[Lines from a labeling collection]
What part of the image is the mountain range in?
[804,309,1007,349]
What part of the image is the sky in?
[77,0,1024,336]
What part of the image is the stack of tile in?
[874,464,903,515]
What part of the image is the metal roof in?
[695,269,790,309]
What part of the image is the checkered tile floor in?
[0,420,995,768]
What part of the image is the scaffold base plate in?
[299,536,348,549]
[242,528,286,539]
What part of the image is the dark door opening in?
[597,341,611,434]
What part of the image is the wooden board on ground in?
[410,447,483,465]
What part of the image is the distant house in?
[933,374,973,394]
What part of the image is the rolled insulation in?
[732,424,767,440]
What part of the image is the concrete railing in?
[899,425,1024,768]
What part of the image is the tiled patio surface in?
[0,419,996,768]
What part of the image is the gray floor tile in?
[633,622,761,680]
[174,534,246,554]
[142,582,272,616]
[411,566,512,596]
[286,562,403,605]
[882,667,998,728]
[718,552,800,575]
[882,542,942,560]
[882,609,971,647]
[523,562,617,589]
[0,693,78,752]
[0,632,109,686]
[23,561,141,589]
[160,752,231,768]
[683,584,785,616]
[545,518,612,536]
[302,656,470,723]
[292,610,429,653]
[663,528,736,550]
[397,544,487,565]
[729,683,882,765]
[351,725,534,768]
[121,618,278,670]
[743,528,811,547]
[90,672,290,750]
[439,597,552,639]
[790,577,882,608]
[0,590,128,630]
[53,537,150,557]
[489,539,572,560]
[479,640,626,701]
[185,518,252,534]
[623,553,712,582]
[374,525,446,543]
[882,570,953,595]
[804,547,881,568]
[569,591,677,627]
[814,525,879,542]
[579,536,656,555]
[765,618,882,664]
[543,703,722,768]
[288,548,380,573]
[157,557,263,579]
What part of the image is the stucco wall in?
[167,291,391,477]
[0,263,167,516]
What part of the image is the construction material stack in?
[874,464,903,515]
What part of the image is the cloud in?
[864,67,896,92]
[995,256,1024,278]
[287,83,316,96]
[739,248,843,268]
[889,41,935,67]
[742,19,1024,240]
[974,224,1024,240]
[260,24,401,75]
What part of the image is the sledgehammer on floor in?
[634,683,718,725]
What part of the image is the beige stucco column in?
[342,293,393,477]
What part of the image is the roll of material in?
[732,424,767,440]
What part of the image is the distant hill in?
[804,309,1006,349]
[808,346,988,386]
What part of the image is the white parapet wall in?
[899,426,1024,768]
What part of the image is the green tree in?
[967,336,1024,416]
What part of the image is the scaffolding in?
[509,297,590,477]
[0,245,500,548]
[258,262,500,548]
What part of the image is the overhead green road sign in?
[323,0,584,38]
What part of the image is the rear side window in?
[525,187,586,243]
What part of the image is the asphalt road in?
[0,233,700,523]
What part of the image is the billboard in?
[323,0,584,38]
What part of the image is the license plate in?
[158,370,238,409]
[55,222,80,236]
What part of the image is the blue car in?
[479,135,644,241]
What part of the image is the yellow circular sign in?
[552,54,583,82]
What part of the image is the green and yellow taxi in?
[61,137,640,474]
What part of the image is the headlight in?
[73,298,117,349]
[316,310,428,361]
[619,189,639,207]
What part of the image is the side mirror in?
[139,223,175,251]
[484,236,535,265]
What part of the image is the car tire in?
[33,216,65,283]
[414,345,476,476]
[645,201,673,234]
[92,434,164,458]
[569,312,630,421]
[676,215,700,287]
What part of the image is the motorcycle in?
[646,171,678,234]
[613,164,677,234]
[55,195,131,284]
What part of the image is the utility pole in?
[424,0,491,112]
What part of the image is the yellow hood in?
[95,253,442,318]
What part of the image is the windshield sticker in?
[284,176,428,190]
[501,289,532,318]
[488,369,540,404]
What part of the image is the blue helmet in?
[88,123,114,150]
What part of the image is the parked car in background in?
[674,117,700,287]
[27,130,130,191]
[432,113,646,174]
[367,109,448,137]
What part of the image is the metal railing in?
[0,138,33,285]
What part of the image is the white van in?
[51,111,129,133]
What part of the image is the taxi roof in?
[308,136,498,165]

→ WHAT YOU NEED TO DO
Echo word for word everything from the line containing "What part of the image is the sky in?" down through the line containing "[0,419,996,768]", including both of those lines.

→ WRITTEN SOLUTION
What part of the image is the sky in?
[77,0,1024,336]
What part of the image is the stack of tile in?
[874,464,903,515]
What part of the image is the metal roof in?
[695,269,790,309]
What part of the image is the checkered tile floor in?
[0,420,995,768]
What part of the image is the scaffold base plate in?
[299,536,348,549]
[242,528,286,539]
What part of the image is the dark door opening in?
[597,341,611,434]
What part of the image is the wooden board on ground in?
[410,447,483,465]
What part of the image is the distant house in?
[933,374,973,394]
What part of the image is the rolled insulation in?
[732,424,767,440]
What part of the image is the concrete railing in?
[899,425,1024,768]
What part of the image is the tiled patio surface in?
[0,419,996,768]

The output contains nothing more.